*Your task*. Please rewrite the items below with "Tag every" changed to "Outline each" throughout and nothing else altered. Leave the pictures out.

*Data listing*.
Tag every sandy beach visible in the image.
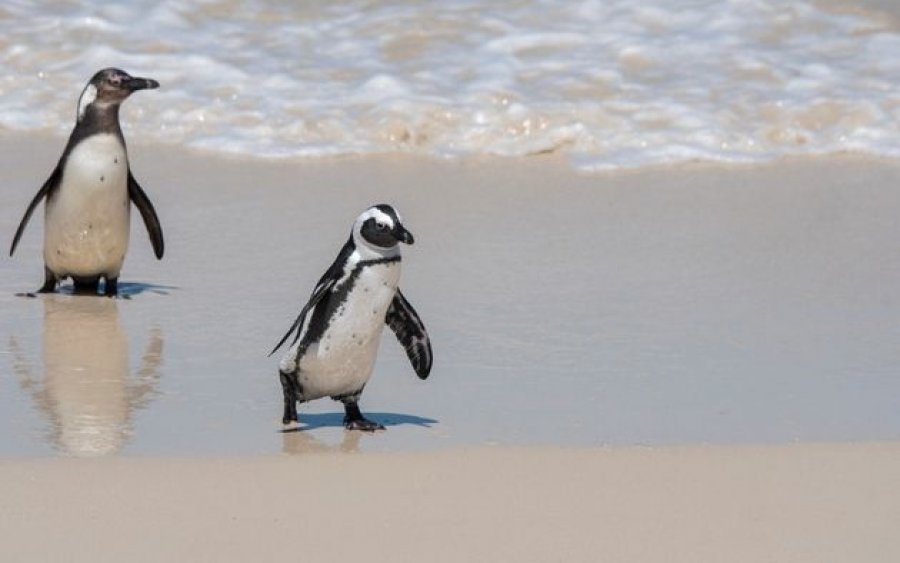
[0,444,900,563]
[0,129,900,562]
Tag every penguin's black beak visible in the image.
[394,223,416,244]
[122,76,159,92]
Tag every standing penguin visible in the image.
[9,68,163,296]
[269,205,432,431]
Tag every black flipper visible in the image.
[384,289,434,379]
[9,164,62,256]
[128,170,165,259]
[269,277,337,356]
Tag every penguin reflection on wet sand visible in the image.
[9,68,163,296]
[269,205,432,431]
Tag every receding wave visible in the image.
[0,0,900,170]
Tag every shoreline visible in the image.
[0,136,900,456]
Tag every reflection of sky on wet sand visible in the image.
[281,416,438,455]
[11,295,163,456]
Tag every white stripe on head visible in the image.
[353,207,400,260]
[78,84,97,121]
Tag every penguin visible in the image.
[9,68,163,296]
[269,204,433,432]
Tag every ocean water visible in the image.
[0,0,900,170]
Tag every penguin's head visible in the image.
[78,68,159,119]
[353,204,414,250]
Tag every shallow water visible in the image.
[0,143,900,455]
[0,0,900,170]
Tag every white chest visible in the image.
[44,135,130,276]
[298,261,400,398]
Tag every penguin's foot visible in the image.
[279,372,300,424]
[344,418,384,432]
[37,266,57,297]
[344,403,384,432]
[103,278,119,297]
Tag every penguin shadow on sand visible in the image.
[10,295,163,457]
[16,282,180,299]
[279,412,438,455]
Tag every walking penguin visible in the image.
[9,68,163,296]
[269,205,432,431]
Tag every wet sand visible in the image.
[0,136,900,563]
[0,136,900,456]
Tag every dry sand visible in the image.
[0,443,900,563]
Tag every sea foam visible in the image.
[0,0,900,170]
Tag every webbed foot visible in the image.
[344,403,384,432]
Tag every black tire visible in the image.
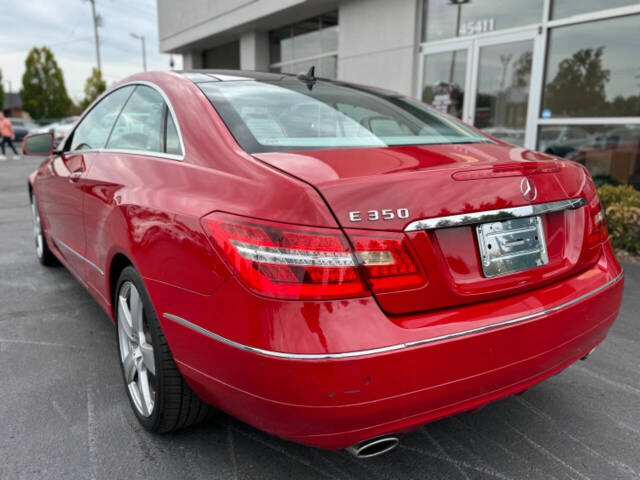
[113,266,213,433]
[31,194,60,267]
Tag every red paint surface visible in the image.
[30,73,623,448]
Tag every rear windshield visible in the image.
[198,79,491,153]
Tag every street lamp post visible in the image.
[130,33,147,72]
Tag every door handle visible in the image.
[69,171,82,183]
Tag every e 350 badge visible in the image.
[349,208,409,222]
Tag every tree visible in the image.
[0,69,4,112]
[20,47,71,118]
[545,47,610,117]
[80,67,107,110]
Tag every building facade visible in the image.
[158,0,640,187]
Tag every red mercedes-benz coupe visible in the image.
[23,71,623,456]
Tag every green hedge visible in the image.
[598,185,640,255]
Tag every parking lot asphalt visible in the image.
[0,159,640,480]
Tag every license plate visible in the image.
[476,216,549,277]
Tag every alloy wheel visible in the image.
[117,281,156,417]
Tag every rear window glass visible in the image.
[198,79,491,153]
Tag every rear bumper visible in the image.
[152,248,623,449]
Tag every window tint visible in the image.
[198,80,490,153]
[71,86,134,150]
[165,108,182,155]
[107,85,165,152]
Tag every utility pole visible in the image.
[84,0,102,72]
[130,33,147,72]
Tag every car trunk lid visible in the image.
[255,143,597,314]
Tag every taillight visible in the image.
[203,213,425,300]
[347,231,426,293]
[203,213,368,300]
[587,200,609,247]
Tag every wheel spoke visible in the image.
[138,367,153,416]
[122,351,137,383]
[129,285,143,336]
[140,342,156,375]
[118,296,138,342]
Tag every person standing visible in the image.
[0,112,18,160]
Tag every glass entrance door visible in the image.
[473,40,533,147]
[420,31,539,146]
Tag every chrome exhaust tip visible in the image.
[347,437,400,458]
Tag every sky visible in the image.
[0,0,182,101]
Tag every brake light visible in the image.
[347,231,426,293]
[587,200,609,247]
[203,213,425,300]
[203,213,368,300]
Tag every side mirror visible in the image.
[22,132,54,157]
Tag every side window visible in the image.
[165,108,182,155]
[71,86,134,150]
[107,85,164,152]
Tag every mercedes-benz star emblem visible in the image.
[520,177,538,202]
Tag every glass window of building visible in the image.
[422,0,543,42]
[538,125,640,189]
[551,0,640,20]
[269,11,338,78]
[542,15,640,118]
[475,40,533,146]
[422,50,467,118]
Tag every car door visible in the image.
[84,85,182,294]
[46,87,133,280]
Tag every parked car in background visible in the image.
[33,116,80,145]
[23,70,624,457]
[9,117,38,142]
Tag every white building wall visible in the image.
[338,0,419,95]
[240,31,269,71]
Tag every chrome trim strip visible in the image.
[51,236,104,276]
[163,272,624,360]
[404,198,587,232]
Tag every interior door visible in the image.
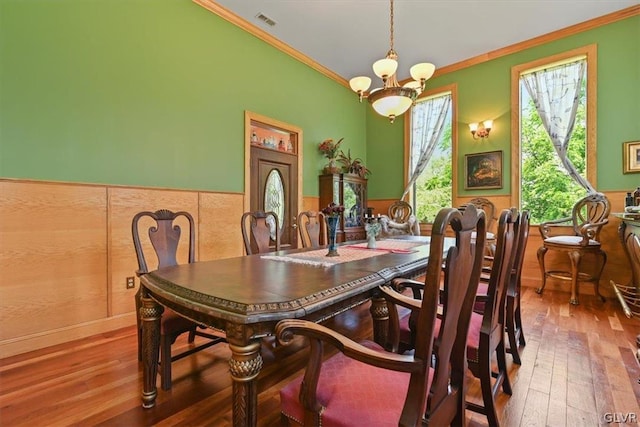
[250,146,298,250]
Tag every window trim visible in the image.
[511,44,598,212]
[402,83,458,210]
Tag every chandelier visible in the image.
[349,0,436,123]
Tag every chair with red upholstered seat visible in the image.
[392,207,521,426]
[276,208,485,427]
[131,209,226,390]
[298,211,327,248]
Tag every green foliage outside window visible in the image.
[414,127,452,222]
[520,88,586,224]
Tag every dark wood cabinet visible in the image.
[319,174,367,242]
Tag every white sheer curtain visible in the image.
[520,59,595,193]
[400,93,451,200]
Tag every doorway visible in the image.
[245,111,302,250]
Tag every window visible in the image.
[403,87,455,222]
[512,46,595,223]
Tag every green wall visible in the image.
[0,0,366,196]
[367,16,640,199]
[0,0,640,199]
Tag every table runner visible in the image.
[261,239,428,267]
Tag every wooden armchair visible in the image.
[131,209,226,390]
[380,200,420,237]
[298,211,328,248]
[276,208,484,427]
[240,211,280,255]
[536,193,611,305]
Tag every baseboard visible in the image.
[0,312,136,359]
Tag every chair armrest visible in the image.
[275,319,422,373]
[379,285,424,310]
[391,277,424,299]
[580,219,609,246]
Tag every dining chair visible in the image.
[505,211,531,365]
[298,211,327,248]
[390,205,521,426]
[131,209,226,390]
[379,200,420,237]
[276,208,484,427]
[240,210,280,255]
[536,193,611,305]
[460,197,498,256]
[474,210,530,365]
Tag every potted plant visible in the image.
[337,149,371,178]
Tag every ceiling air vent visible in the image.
[256,13,276,27]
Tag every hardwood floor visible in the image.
[0,288,640,426]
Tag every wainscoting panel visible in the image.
[198,193,244,261]
[0,181,107,343]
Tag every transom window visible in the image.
[512,46,595,223]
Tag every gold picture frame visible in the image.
[464,151,502,190]
[622,141,640,173]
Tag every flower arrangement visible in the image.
[322,202,344,217]
[318,138,344,160]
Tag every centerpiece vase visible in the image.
[326,215,340,256]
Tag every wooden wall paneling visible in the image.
[198,193,244,261]
[109,187,199,316]
[0,181,107,343]
[301,196,324,211]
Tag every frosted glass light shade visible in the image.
[409,62,436,81]
[349,76,371,93]
[369,87,416,121]
[373,58,398,80]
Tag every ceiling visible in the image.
[215,0,640,87]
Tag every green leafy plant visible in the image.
[337,149,371,178]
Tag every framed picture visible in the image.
[464,151,502,190]
[622,141,640,173]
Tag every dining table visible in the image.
[140,236,440,426]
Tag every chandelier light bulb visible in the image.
[373,58,398,81]
[409,62,436,89]
[349,76,371,102]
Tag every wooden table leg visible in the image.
[227,335,262,427]
[369,295,389,346]
[139,290,164,408]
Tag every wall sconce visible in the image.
[469,120,493,139]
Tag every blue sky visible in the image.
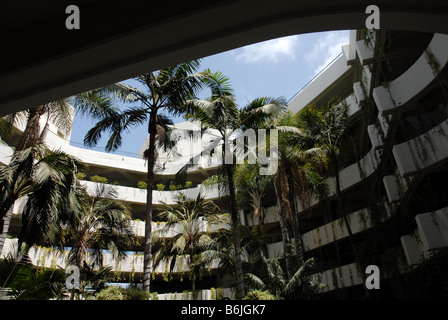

*Result below*.
Outline each sandy beach visible in the image.
[0,444,900,563]
[0,129,900,562]
Outline each penguin's black beak visible in the image.
[394,223,416,244]
[122,76,159,92]
Outline each standing penguin visible in the image.
[9,68,163,296]
[269,205,432,431]
Outline each black flipper visible in the image.
[384,289,434,379]
[9,164,62,256]
[128,170,165,259]
[269,277,337,356]
Outline each penguin reflection on wet sand visible in the image.
[9,68,163,296]
[269,205,432,431]
Outline each receding wave visible in the image.
[0,0,900,170]
Outline each shoreline visible in the image.
[0,136,900,456]
Outline each reflection of sky on wet sand visible in the image.
[281,416,438,455]
[11,295,163,456]
Outline each white stripe on head visible in the image.
[353,207,400,260]
[78,84,97,121]
Outline each penguin visible in the image.
[9,68,163,296]
[269,204,433,432]
Outline each ocean water visible in the image.
[0,0,900,170]
Outline each penguin's head visible in the image.
[78,68,159,119]
[353,204,414,250]
Outline each shallow water visible in the image.
[0,143,900,455]
[0,0,900,170]
Outline each white chest visible in the image.
[44,135,130,276]
[298,261,400,398]
Outline each penguin's foot visible in the image.
[279,372,300,424]
[344,418,384,432]
[37,266,57,297]
[344,403,384,432]
[103,278,119,297]
Outline each penguin shadow on sand visible in the image.
[10,295,163,457]
[16,282,180,299]
[279,412,438,455]
Outline each walking penguin visible in the image.
[9,68,163,296]
[269,205,432,431]
Outline each wet sand visible in the image.
[0,136,900,563]
[0,136,900,456]
Outline each dry sand visible in the image.
[0,443,900,563]
Outline each sea foam visible in the image.
[0,0,900,170]
Outline each webbed foot visible in the image.
[344,403,384,432]
Outline each black tire visible in the image.
[113,266,213,433]
[31,194,60,267]
Outline each red paint surface visible in the image.
[30,73,623,448]
Outline each rear windshield visible in the image.
[198,79,491,153]
Outline each street lamp post visible in the image.
[130,33,147,72]
Outline each door handle visible in the image.
[69,171,82,183]
Outline each e 350 badge visible in the image.
[349,208,409,222]
Outline each tree visible in the image.
[0,69,4,112]
[20,47,71,118]
[545,47,610,117]
[80,67,107,110]
Outline each building facade visible in the image.
[158,0,640,187]
Outline each red mercedes-benz coupe visible in the image.
[23,71,623,456]
Outline each green hedge visible in the image.
[598,185,640,255]
Outline each parking lot asphalt visible in the image.
[0,159,640,480]
Outline each license plate visible in the image.
[476,216,549,277]
Outline each alloy wheel visible in the image.
[117,281,156,417]
Outline each rear window glass visible in the image.
[198,79,491,153]
Outline each rear bumper visible in the image.
[152,248,623,449]
Outline each window tint visible in the image.
[198,80,490,153]
[71,86,134,150]
[165,108,182,155]
[107,85,165,152]
Outline each utility pole visible in the image.
[84,0,102,72]
[130,33,147,72]
Outline each car trunk lid visible in the image.
[255,143,597,314]
Outline each taillight visible in the image.
[203,213,425,300]
[347,231,426,293]
[203,213,368,300]
[587,200,609,247]
Outline each wheel spoke visible in the image.
[138,367,153,416]
[122,351,137,383]
[129,285,143,336]
[140,342,156,375]
[118,296,138,342]
Outline each person standing visible in the image.
[0,112,18,160]
Outline each glass entrance door visible in the image.
[473,40,533,147]
[420,31,539,146]
Outline each chrome exhaust tip visible in the image.
[347,437,400,458]
Outline each sky visible in the image.
[0,0,182,101]
Outline each brake light visible in the image.
[347,231,426,293]
[587,200,609,247]
[203,213,425,300]
[203,213,368,300]
Outline each side mirror visible in the image.
[22,132,54,157]
Outline each side window visible in the image.
[165,108,182,155]
[71,86,134,150]
[107,85,164,152]
Outline each mercedes-benz star emblem visible in the image.
[520,177,538,202]
Outline each glass window of building visible in the image.
[422,0,543,42]
[538,125,640,189]
[551,0,640,20]
[269,11,338,78]
[542,15,640,118]
[475,40,533,146]
[422,50,467,118]
Outline each car door visible in the image.
[84,85,182,294]
[46,87,133,280]
Outline each parked car in background visible in the image.
[33,116,80,145]
[23,70,624,457]
[9,117,38,142]
Outline each white building wall visible in the image.
[338,0,419,95]
[240,31,269,71]
Outline each chrome trim strip visible in the image.
[51,236,104,276]
[163,272,624,360]
[404,198,587,232]
Outline each interior door visible in the image.
[250,146,298,250]
Outline each window trim visible in the image.
[511,44,598,212]
[402,83,458,210]
Outline each chandelier visible in the image.
[349,0,436,123]
Outline each chair with red upholstered seat visible in the image.
[392,207,521,426]
[276,208,485,427]
[131,209,226,390]
[298,211,327,248]
Outline each green foliage outside window visible in the image.
[414,127,452,222]
[520,88,586,224]
Outline each dark wood cabinet visible in the image.
[319,174,367,242]
Outline each white sheer curtain visible in the image.
[520,59,595,193]
[400,93,451,200]
Outline each doorway visible in the image.
[245,111,302,250]
Outline each window visible in the image.
[403,87,455,222]
[512,46,595,223]
Outline each green wall visible in the image.
[0,0,366,196]
[367,16,640,199]
[0,0,640,199]
Outline each table runner visible in the image.
[261,239,428,267]
Outline each wooden armchair visible in the image.
[131,209,226,390]
[380,200,420,237]
[298,211,328,248]
[276,208,484,427]
[240,211,280,255]
[536,193,611,305]
Outline each baseboard visible in the image.
[0,312,136,359]
Outline each chair armrest visible in the image.
[275,319,422,373]
[379,285,424,310]
[391,277,424,299]
[580,219,609,246]
Outline each dining chair visible in the image.
[505,211,531,365]
[298,211,327,248]
[390,205,521,426]
[131,209,226,390]
[379,200,420,237]
[276,208,484,427]
[240,210,280,255]
[536,193,611,305]
[460,197,498,256]
[474,210,530,365]
Outline each potted plant visible in the image.
[337,149,371,178]
Outline each ceiling air vent visible in the image.
[256,13,276,27]
Outline each hardwood floor visible in the image.
[0,288,640,426]
Outline each wainscoting panel visible in the image.
[198,193,244,261]
[0,181,107,343]
Outline each transom window visible in the image.
[512,46,595,223]
Outline each gold picture frame visible in the image.
[464,151,502,190]
[622,141,640,173]
Outline each flower arrangement visible in the image.
[322,202,344,217]
[318,138,344,160]
Outline each centerpiece vase visible in the image.
[326,215,340,256]
Outline each wooden wall paneling visible in the image.
[198,193,244,261]
[109,187,199,316]
[0,181,107,343]
[301,196,324,211]
Outline each frosted glass light shade visible in the image.
[409,62,436,81]
[349,76,371,93]
[369,87,416,121]
[373,58,398,80]
Outline each ceiling visible in the image.
[215,0,640,87]
Outline each green leafy plant visible in the image.
[337,149,371,178]
Outline each framed picture visible in the image.
[464,151,502,190]
[622,141,640,173]
Outline each dining table visible in the image.
[140,236,440,426]
Outline each chandelier light bulb visible in the image.
[373,58,398,81]
[409,62,436,89]
[349,76,371,102]
Outline each wooden table leg visible in the image.
[227,335,262,427]
[369,295,389,346]
[139,290,164,408]
Outline each wall sconce visible in the image.
[469,120,493,139]
Outline each blue sky visible in the image.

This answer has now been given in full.